• Document section
Jim Sterling left The Escapist in a tizzy over its allowance of GamerGate discussion. Can we replace Jim "the Alien Ant Farm cover of Smooth Criminal is better" Sterling with Tyrone, the King of GamerGate? Let's hope so.



DCG said:


> Since this is EOF, I'm not ashamed to double post.
> 
> KiA is watching digimon XD
> And ghazi was complaining about it XD


 

Milo went too far this time. He's a loose cannon!


----------



## FAST6191 (Nov 21, 2014)

Gahars said:


> Jim Sterling left The Escapist in a tizzy over its allowance of GamerGate discussion.



Has there been any direct confirmation of that?


----------



## Foxi4 (Nov 21, 2014)

FAST6191 said:


> Has there been any direct confirmation of that?


 
http://www.escapistmagazine.com/news/view/138617-Goodbye-to-Jim-Sterling


----------



## FAST6191 (Nov 22, 2014)

I knew he had left, I was more looking that what Gahars said was the reasoning behind it. Everything I saw just seemed to be the "he wants to go it alone" thing.


----------



## Gahars (Nov 22, 2014)

In "Foreboding, Ominous Tweets" today... "WikiLeaks for Tech Devs. It's coming." Plus an elaboration (courtesy of Reddit).





FAST6191 said:


> Has there been any direct confirmation of that?


 

He's basically said as much at this point. Credit where credit is due, though, it certainly seems to be working out of him; he's getting paid $9k/month now, and his old pay at the Escapist was apparently somewhere in the $6-7k/month range.

One can only hope MovieBob tries to follow suit. I'd love to see how that'd turn out.


----------



## FAST6191 (Nov 22, 2014)

Maybe it is just that I am often completely oblivious to subtext but I am not quite inclined to read that much into it. General admin policy at the escapist seems to be somewhere between "wing it", "it is only games" and "I am surprised this is not illegal; it is certainly not logical", however upper damagement seems to have their actions shielded by having some talent in their pond.

"on the wikileaks but for tech" is that not what regular wikileaks, sites like notalwaysright and the comment sections of tech websites in general are for?


----------



## Gahars (Nov 26, 2014)

Bro Team Pill has interviewed two developers (anonymously) about what it's actually like within the industry. They're definitely worth the watch.


----------



## Sterling (Dec 2, 2014)

It looks like Internet Aristocrat has left the game.



It kinda sucks because I loved listening to him in the background.


----------



## Gahars (Dec 2, 2014)

Sterling said:


> It looks like Internet Aristocrat has left the game.
> 
> It kinda sucks because I loved listening to him in the background.


 

"You either die a hero or live long enough to spill your spaghetti."

There is an archive of all his videos, even those that he made under earlier accounts: https://www.youtube.com/channel/UCOUFfqAMfqvDm5tYgDTvhmg/videos

Also, in case you missed it, Operation UV was a success, as the FTC has publicly announced it'll be reworking its regulations regarding affiliate links in articles. Here's a brief description of the problem from the OP...

• Data shown
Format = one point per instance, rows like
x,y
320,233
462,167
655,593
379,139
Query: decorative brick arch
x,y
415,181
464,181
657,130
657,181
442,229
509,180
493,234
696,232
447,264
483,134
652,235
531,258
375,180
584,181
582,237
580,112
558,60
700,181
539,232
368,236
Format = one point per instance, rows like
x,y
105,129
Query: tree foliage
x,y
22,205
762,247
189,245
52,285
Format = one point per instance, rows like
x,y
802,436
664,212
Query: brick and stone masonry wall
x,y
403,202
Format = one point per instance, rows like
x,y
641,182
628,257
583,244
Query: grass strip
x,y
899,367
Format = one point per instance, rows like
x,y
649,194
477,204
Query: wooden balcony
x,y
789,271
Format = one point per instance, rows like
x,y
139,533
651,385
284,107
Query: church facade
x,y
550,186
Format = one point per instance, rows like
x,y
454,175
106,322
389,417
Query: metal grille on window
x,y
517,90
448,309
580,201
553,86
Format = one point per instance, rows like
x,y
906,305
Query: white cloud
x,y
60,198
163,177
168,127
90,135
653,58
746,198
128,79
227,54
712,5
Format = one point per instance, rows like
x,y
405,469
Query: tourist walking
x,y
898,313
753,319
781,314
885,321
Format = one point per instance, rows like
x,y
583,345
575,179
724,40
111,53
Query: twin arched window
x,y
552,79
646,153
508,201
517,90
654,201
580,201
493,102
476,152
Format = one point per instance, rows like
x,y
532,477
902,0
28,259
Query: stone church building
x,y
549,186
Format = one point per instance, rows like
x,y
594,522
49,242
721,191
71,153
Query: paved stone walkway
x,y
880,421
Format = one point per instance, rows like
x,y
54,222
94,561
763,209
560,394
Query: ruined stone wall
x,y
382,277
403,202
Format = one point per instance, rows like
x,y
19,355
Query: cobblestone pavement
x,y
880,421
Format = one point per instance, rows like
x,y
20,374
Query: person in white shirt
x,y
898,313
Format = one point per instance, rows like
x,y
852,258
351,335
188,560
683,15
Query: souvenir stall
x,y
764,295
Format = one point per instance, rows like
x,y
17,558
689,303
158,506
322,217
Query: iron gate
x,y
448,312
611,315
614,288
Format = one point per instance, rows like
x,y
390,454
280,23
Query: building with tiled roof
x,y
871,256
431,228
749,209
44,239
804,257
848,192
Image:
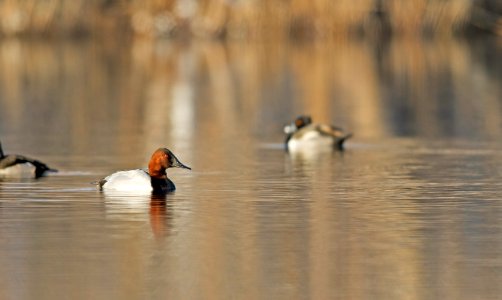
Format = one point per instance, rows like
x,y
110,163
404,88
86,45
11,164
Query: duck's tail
x,y
340,141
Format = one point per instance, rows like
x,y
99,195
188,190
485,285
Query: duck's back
x,y
128,181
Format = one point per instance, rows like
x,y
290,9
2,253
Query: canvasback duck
x,y
155,180
303,135
18,166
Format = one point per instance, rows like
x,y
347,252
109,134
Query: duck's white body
x,y
128,181
22,170
311,140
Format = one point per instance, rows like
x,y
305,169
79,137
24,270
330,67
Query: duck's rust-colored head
x,y
161,160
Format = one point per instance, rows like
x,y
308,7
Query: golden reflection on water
x,y
390,218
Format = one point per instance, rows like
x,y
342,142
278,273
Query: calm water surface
x,y
411,209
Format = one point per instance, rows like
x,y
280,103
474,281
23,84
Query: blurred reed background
x,y
247,18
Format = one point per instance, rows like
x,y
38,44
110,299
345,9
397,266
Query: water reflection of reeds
x,y
237,19
406,86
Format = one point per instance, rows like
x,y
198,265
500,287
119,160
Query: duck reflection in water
x,y
150,208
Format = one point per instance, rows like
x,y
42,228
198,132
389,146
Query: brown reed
x,y
246,18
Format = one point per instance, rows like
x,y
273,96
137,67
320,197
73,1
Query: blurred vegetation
x,y
247,18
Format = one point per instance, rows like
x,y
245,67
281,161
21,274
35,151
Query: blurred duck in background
x,y
303,135
18,166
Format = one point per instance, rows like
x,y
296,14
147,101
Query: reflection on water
x,y
410,210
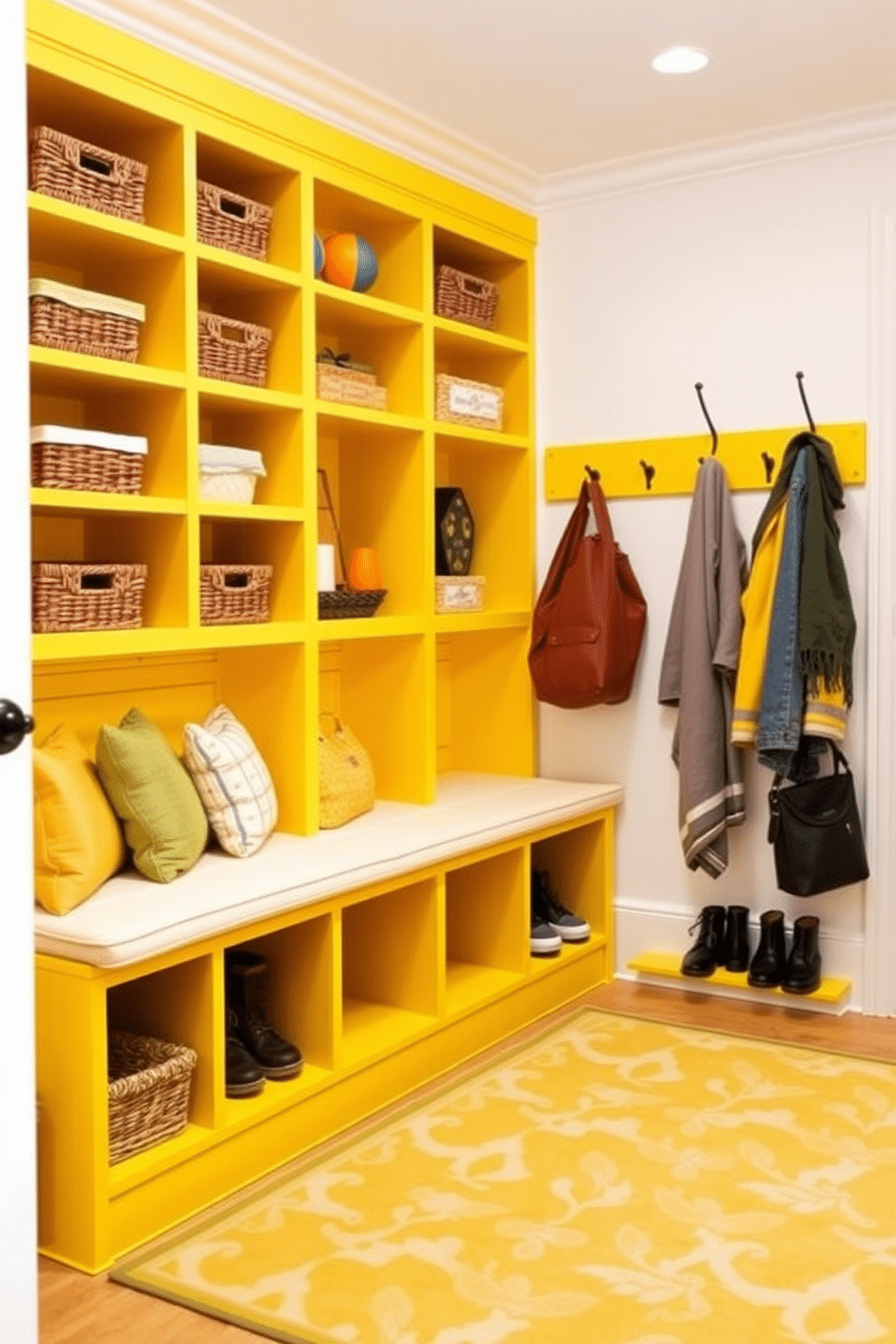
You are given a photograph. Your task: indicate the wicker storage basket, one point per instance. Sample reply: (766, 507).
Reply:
(225, 219)
(80, 320)
(234, 594)
(86, 597)
(86, 175)
(344, 385)
(458, 593)
(463, 402)
(233, 351)
(466, 299)
(66, 459)
(148, 1092)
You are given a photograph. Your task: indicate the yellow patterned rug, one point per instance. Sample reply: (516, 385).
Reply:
(610, 1181)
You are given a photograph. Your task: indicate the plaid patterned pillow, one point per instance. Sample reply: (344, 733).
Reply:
(233, 781)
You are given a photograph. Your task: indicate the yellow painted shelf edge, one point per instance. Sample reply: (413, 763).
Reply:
(833, 989)
(105, 225)
(225, 259)
(750, 459)
(480, 336)
(117, 369)
(104, 501)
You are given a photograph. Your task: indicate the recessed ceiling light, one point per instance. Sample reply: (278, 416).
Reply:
(680, 61)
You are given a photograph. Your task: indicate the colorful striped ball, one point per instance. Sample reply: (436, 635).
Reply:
(350, 261)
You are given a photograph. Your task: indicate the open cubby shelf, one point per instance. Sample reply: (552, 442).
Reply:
(390, 980)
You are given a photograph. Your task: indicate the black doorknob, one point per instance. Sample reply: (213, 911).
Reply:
(14, 724)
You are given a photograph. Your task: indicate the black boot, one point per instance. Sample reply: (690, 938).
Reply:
(802, 974)
(242, 1076)
(767, 966)
(736, 947)
(708, 950)
(247, 996)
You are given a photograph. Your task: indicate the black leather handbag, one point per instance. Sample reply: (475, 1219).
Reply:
(816, 831)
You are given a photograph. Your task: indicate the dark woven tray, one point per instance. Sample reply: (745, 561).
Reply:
(344, 603)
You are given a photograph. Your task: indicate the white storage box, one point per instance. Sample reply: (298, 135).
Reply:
(229, 473)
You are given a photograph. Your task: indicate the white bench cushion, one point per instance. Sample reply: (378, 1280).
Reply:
(131, 919)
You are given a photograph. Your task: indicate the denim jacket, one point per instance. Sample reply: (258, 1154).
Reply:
(780, 716)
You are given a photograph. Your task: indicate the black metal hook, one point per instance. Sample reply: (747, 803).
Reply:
(802, 393)
(712, 427)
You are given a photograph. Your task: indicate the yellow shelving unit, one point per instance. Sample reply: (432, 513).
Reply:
(383, 985)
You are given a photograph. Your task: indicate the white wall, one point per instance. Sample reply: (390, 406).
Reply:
(736, 280)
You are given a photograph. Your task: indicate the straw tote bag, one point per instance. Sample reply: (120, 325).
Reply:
(589, 621)
(345, 773)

• Exercise
Translate this sentence from the forum thread into Spanish: "Also, in case you missed it, Operation UV was a success, as the FTC has publicly announced it'll be reworking its regulations regarding affiliate links in articles."

• Reply
Además, por si te lo perdiste, la Operación UV fue un éxito, ya que la FTC ha anunciado públicamente que revisará su normativa sobre los enlaces de afiliados en los artículos.